### [What you have to do]
Return the following material verbatim, line for line.

### [Excerpts from a location annotation dataset]

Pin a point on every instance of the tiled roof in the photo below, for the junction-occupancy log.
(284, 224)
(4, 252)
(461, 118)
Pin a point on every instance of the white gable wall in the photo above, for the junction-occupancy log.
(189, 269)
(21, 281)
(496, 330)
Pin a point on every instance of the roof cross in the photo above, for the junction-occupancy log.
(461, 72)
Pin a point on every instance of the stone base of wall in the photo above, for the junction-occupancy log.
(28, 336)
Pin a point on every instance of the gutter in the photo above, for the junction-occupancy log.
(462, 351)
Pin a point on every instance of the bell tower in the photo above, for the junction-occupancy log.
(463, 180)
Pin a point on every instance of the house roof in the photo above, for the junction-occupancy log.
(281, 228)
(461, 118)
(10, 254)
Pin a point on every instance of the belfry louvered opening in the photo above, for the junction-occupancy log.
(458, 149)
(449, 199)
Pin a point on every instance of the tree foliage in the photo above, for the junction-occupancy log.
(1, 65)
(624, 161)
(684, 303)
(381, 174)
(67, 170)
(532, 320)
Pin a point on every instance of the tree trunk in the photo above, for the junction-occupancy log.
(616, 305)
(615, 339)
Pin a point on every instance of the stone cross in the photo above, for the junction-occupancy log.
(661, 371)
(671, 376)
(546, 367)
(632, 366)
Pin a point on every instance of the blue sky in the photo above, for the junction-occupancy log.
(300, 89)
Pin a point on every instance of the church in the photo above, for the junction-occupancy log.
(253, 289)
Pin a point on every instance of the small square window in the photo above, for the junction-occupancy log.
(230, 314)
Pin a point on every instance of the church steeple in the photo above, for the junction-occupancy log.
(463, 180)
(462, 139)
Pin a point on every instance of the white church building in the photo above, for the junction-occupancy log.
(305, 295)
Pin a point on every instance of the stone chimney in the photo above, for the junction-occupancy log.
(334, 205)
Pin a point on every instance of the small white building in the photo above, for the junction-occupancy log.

### [Answer to the task]
Pin a point on every instance of the tiled roof in the photo below, for the junction-occupancy log.
(284, 224)
(4, 252)
(461, 118)
Pin a point on every instance of the white gable wall in the photo above, for the junction-occupancy log.
(189, 269)
(21, 281)
(496, 330)
Pin a point on every instance of the roof cross in the photo above, for the junction-occupancy log.
(461, 72)
Pin a point on every instance of the stone base of wall in the photo above, for the junction-occupancy log.
(28, 336)
Pin a point on every instance of the gutter in the photo above, for the junction-occupancy log.
(462, 351)
Pin a point on every instance of the bell tower in the photo above, for the junction-occupancy log.
(463, 180)
Pin a point on every instance of the house roof in the photo above, for the junction-occupancy log.
(281, 228)
(461, 118)
(10, 254)
Pin a point on every instance of the belfry louvered opening in the photo above, for the junction-occupancy log.
(458, 149)
(449, 199)
Pin a point on every instance of the tree foliage in the photo above, for the junction-occupancy log.
(1, 65)
(624, 161)
(684, 303)
(381, 174)
(67, 170)
(532, 320)
Pin a point on every instance of the tree trunk in the photo above, for the junction-occupancy log.
(616, 305)
(615, 339)
Pin a point on every instance of the stone cross in the photo above, for the junction-occupancy log.
(661, 371)
(671, 376)
(546, 367)
(632, 366)
Pin a point on every instance of the blue sky in the photo above, for the junction-occupancy log.
(300, 89)
Pin a point on every instance of the church in the photo above, for the junction-occupancy log.
(253, 289)
Pin a point on every instance of the small square window in the photo above, for the junction-occupancy log.
(230, 314)
Pin a point on every instance of the church steeple in the photo above, for the junction-occupancy log.
(463, 180)
(462, 139)
Pin a point on every instance of the white church building in the photo above, for the junction-occupancy log.
(305, 295)
Pin a point on every instance of the stone chimney in the photo above, for the junction-occupancy log.
(334, 205)
Pin a point on every instance of the small white building in the photo above, for the junction-occupancy log.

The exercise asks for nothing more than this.